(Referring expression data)

◆ ◆ ◆ ◆ ◆ ◆ ◆

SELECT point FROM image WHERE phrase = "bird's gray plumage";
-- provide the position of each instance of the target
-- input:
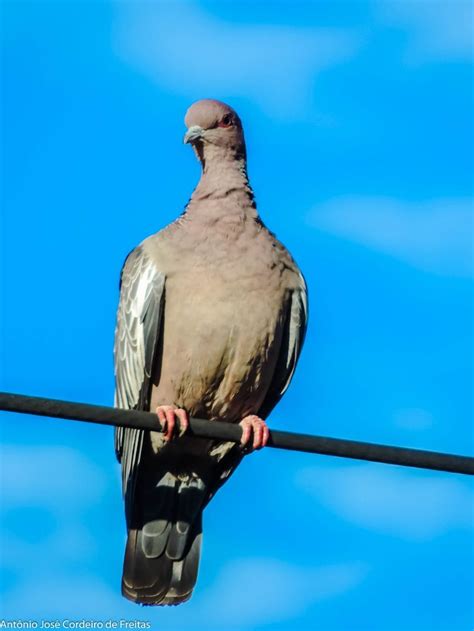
(211, 318)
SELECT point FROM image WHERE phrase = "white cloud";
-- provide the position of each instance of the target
(436, 29)
(435, 235)
(197, 55)
(274, 590)
(405, 504)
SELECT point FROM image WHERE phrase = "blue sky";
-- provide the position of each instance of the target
(358, 119)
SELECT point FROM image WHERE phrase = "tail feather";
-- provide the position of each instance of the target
(164, 541)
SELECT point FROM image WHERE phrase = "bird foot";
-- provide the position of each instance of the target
(254, 425)
(167, 415)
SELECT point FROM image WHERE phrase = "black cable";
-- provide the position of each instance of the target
(228, 431)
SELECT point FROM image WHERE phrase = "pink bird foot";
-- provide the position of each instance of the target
(167, 417)
(254, 425)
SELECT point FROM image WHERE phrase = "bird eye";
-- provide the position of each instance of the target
(226, 121)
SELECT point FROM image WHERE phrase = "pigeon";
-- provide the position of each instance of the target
(210, 324)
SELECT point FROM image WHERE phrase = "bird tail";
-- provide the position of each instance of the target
(164, 541)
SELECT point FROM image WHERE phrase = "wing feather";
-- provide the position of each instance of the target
(137, 333)
(292, 343)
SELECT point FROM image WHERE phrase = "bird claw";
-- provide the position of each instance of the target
(167, 415)
(253, 424)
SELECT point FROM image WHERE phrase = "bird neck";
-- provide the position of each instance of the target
(223, 180)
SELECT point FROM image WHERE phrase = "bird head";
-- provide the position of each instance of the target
(214, 130)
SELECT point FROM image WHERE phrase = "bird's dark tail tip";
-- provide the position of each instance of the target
(162, 554)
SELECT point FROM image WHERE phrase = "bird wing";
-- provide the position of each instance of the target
(294, 332)
(136, 341)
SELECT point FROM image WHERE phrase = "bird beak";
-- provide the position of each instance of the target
(194, 133)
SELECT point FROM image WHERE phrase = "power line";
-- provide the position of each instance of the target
(227, 431)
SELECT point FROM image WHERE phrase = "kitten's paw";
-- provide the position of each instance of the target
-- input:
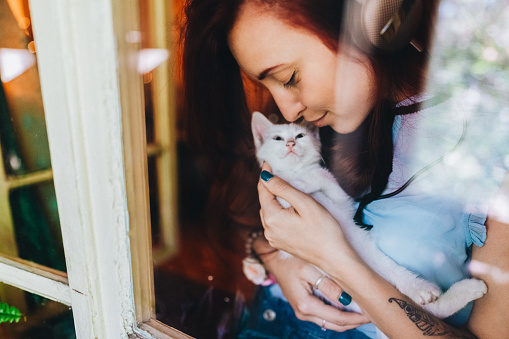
(424, 292)
(470, 289)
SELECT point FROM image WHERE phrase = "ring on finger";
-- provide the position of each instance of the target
(318, 281)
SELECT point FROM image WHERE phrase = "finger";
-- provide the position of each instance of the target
(332, 326)
(332, 291)
(276, 186)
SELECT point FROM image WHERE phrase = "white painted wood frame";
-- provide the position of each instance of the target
(78, 65)
(93, 102)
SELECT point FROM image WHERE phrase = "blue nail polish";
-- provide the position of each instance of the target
(266, 176)
(345, 299)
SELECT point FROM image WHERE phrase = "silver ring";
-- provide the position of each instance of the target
(318, 281)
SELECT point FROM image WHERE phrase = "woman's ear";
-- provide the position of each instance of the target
(309, 126)
(259, 126)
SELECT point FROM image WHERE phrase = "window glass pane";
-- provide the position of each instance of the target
(36, 225)
(29, 222)
(41, 318)
(200, 288)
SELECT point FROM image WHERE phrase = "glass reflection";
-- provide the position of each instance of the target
(29, 223)
(41, 318)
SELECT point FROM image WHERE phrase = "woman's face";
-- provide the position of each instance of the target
(305, 78)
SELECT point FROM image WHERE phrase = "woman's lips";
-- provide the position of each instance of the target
(319, 122)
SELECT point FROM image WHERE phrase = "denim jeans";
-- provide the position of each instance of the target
(270, 317)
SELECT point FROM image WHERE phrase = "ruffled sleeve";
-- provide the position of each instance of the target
(475, 230)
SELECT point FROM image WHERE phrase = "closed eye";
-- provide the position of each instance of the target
(292, 81)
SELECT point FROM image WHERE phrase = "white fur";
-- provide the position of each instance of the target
(302, 170)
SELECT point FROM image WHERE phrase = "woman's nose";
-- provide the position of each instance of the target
(289, 106)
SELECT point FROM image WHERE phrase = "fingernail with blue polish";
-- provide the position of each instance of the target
(266, 176)
(345, 299)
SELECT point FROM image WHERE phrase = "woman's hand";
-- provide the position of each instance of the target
(297, 279)
(306, 230)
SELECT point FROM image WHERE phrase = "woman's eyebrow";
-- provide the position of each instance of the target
(264, 73)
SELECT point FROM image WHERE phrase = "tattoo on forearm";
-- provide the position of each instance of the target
(429, 325)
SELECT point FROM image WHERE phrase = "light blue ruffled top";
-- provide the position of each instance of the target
(430, 226)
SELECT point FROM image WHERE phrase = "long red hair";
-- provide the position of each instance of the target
(216, 110)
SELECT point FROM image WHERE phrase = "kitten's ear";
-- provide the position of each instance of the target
(259, 126)
(311, 128)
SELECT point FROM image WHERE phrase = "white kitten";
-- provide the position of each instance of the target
(293, 151)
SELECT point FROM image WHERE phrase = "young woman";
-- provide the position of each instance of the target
(294, 49)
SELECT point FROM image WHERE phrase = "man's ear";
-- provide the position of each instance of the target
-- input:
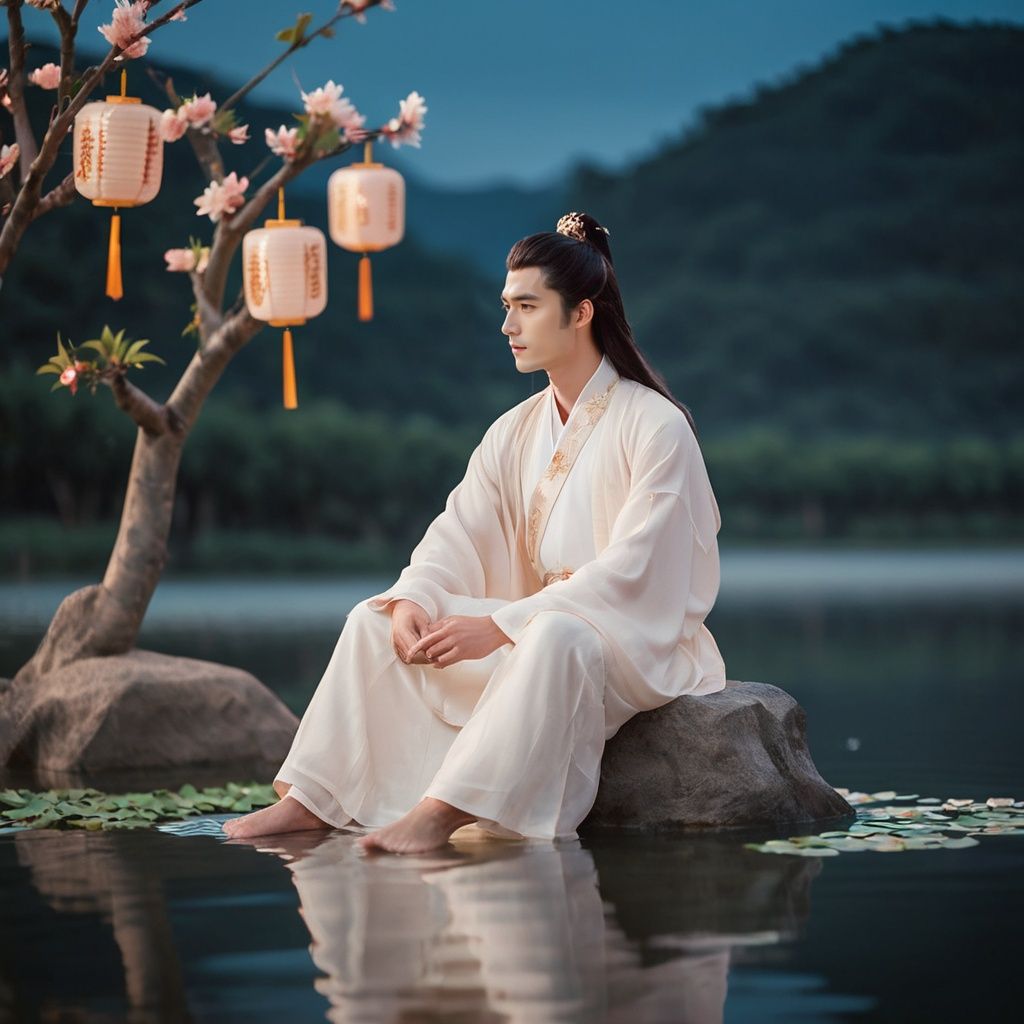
(585, 313)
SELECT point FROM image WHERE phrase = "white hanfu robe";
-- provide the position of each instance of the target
(592, 545)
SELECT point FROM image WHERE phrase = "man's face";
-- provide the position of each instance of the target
(534, 323)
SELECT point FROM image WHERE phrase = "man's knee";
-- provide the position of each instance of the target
(565, 630)
(364, 615)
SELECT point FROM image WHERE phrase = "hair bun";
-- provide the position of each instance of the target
(584, 227)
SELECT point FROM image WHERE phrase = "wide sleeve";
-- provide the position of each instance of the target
(650, 589)
(464, 550)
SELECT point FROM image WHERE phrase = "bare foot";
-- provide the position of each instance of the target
(286, 815)
(426, 826)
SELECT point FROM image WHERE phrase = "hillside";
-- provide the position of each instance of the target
(840, 254)
(843, 252)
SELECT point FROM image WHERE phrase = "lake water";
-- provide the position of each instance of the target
(908, 667)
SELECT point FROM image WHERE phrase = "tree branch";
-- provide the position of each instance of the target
(210, 316)
(28, 197)
(80, 6)
(154, 418)
(69, 29)
(61, 195)
(28, 146)
(205, 369)
(324, 30)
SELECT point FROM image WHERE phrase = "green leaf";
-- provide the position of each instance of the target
(134, 348)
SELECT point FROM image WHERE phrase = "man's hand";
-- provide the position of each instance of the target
(459, 638)
(409, 623)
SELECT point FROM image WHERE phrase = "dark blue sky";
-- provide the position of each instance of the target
(519, 90)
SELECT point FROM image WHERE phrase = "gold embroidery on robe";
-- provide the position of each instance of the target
(550, 484)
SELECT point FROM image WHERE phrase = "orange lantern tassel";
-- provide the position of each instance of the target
(114, 289)
(291, 396)
(366, 290)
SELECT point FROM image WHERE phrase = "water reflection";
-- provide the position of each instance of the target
(525, 931)
(485, 930)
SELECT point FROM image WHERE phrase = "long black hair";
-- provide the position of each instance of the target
(581, 269)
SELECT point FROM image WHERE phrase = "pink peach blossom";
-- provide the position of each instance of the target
(8, 158)
(221, 198)
(407, 127)
(180, 259)
(172, 125)
(198, 111)
(358, 6)
(127, 22)
(327, 103)
(283, 141)
(47, 77)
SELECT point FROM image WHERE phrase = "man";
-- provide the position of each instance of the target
(562, 590)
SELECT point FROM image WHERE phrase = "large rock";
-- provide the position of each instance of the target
(141, 710)
(732, 759)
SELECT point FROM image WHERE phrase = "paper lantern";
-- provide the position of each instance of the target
(366, 214)
(284, 270)
(119, 162)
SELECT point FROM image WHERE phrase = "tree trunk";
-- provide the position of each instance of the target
(104, 619)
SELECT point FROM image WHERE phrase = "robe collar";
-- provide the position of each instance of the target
(599, 381)
(584, 416)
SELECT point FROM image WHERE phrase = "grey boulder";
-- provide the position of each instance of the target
(733, 759)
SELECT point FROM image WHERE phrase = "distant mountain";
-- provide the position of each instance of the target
(839, 255)
(843, 252)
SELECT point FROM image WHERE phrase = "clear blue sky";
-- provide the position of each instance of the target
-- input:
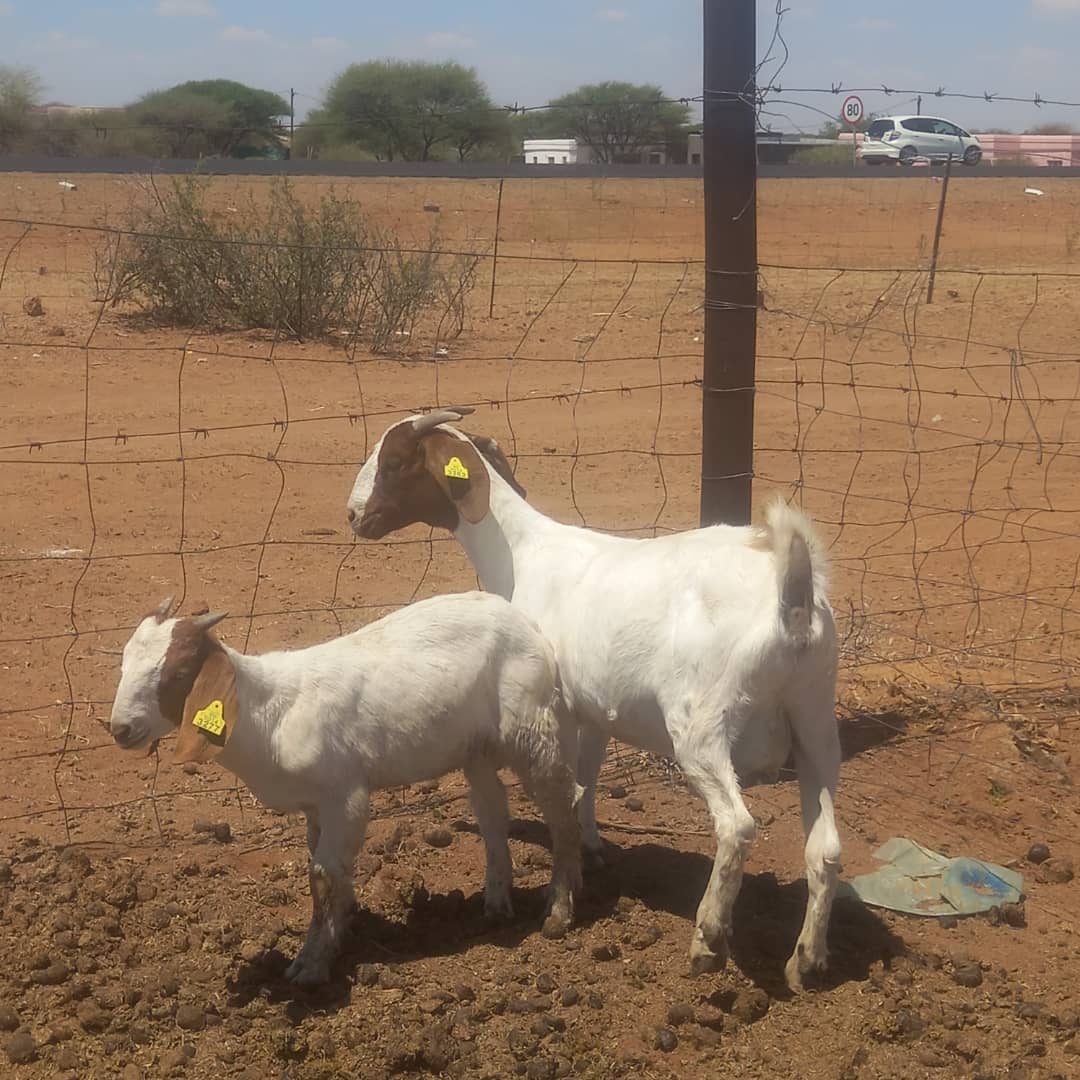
(108, 53)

◆ ◆ ◆ ◆ ◆ ◆ ◆

| ASSIGNMENT |
Pick each line holding the word "hand" out of the data and copy it.

| RESULT OF THIS TASK |
SELECT point FROM image WHERE phrase = "woman's hand";
SELECT point FROM image WHERE phrase = "man's hand";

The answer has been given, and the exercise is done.